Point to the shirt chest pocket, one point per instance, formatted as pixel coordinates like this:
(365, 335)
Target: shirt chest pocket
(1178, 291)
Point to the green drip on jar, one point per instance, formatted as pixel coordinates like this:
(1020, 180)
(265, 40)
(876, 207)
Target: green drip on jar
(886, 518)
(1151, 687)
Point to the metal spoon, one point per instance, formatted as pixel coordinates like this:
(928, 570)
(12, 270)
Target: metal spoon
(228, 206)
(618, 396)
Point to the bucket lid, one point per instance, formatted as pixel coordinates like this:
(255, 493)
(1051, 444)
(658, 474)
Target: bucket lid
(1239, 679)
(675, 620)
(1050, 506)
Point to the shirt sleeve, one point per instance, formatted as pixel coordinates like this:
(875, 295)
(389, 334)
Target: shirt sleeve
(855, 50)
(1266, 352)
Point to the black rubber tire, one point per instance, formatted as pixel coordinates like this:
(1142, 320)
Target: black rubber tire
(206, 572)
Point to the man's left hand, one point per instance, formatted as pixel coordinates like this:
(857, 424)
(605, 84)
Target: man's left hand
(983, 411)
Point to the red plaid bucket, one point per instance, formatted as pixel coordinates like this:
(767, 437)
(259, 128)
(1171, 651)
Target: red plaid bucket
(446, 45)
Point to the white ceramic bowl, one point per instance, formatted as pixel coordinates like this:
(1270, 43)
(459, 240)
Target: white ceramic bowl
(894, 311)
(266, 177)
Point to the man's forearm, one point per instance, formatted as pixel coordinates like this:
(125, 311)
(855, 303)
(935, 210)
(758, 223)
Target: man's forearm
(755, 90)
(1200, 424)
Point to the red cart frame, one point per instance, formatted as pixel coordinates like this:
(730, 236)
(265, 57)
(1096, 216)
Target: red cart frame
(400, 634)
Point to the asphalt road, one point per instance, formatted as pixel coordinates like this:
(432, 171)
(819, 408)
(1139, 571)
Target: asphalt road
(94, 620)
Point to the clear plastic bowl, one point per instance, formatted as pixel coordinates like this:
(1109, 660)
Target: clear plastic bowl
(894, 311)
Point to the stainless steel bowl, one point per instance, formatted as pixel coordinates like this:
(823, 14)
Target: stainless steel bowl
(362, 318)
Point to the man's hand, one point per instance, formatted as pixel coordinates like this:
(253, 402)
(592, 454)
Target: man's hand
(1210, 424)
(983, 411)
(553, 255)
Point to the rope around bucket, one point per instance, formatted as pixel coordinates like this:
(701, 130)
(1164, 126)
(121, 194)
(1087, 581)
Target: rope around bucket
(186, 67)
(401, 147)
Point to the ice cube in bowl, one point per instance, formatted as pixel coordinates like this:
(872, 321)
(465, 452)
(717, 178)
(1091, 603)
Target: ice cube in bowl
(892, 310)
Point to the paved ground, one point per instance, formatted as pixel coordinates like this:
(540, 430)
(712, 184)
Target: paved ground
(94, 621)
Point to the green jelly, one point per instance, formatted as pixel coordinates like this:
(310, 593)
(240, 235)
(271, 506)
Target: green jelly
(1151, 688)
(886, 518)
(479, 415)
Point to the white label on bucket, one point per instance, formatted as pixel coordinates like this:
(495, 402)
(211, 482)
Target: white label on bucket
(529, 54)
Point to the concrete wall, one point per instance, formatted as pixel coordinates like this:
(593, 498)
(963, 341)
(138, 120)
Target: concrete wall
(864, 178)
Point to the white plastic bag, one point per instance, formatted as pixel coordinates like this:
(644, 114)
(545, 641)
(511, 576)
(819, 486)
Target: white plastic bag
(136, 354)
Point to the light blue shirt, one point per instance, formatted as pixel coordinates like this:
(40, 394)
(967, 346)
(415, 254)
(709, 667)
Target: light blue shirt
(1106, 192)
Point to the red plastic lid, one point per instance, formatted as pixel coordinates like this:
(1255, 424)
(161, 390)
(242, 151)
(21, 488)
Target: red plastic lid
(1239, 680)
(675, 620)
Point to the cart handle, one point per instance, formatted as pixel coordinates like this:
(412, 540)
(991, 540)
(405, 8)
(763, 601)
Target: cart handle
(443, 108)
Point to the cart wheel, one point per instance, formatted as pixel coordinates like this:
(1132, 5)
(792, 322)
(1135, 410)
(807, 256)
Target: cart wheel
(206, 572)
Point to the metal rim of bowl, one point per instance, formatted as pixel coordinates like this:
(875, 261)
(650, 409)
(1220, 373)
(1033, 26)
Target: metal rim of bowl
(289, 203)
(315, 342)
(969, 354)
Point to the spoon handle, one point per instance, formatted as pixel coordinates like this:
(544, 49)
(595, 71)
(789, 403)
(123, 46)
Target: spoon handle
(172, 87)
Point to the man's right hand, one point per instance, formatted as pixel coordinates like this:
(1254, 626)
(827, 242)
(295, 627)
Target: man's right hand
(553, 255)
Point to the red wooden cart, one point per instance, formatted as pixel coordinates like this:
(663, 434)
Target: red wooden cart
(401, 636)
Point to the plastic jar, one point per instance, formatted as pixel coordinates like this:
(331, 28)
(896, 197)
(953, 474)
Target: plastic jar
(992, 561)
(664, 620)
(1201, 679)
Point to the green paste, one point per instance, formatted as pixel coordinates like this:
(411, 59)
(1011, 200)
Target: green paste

+===+

Task goal:
For every line of the material above that contains the word "paste", show the line.

Solution to the exercise:
Point to the green paste, one point per instance, formatted as pixel coordinates like this:
Target: green paste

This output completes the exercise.